**What you should do:**
Please transcribe, exactly, the line that contains "Locate every instance of the doorway" and every line after it to the end of the records, and nothing else.

[Study material Boundary: Start]

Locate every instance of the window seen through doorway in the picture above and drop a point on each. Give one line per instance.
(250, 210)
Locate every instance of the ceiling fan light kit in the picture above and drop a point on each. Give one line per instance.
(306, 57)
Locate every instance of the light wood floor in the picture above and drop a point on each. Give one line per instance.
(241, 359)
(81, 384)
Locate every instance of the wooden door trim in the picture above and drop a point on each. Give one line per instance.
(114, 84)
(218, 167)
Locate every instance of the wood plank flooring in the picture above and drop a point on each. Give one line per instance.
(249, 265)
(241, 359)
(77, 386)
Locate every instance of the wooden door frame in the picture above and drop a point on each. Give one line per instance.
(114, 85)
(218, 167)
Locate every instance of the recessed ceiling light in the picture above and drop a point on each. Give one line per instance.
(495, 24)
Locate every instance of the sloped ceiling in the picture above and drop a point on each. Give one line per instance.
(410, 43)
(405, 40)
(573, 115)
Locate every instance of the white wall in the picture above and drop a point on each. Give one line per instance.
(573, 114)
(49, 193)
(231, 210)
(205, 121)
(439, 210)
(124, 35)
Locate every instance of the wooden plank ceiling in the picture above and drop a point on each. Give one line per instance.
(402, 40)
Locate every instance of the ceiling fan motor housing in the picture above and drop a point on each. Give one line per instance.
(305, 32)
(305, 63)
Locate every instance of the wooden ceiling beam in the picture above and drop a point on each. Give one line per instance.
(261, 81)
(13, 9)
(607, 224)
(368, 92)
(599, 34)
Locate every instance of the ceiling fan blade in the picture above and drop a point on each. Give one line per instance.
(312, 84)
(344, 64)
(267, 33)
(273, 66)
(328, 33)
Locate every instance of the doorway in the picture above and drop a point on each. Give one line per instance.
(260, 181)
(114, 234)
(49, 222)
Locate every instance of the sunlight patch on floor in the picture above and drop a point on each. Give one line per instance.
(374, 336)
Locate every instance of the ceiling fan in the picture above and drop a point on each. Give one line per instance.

[Study material Boundary: End]

**Worked solution:**
Locate every instance of the doorway in the picture above and drop a point on each. Give one line per instance.
(260, 181)
(114, 234)
(49, 222)
Locate every instance of the sunlight patch on floor in the picture above and drop a point on each. Give one line per instance.
(374, 336)
Locate every instance of the ceiling fan in the picture above and drop a point on each. Give one line per instance.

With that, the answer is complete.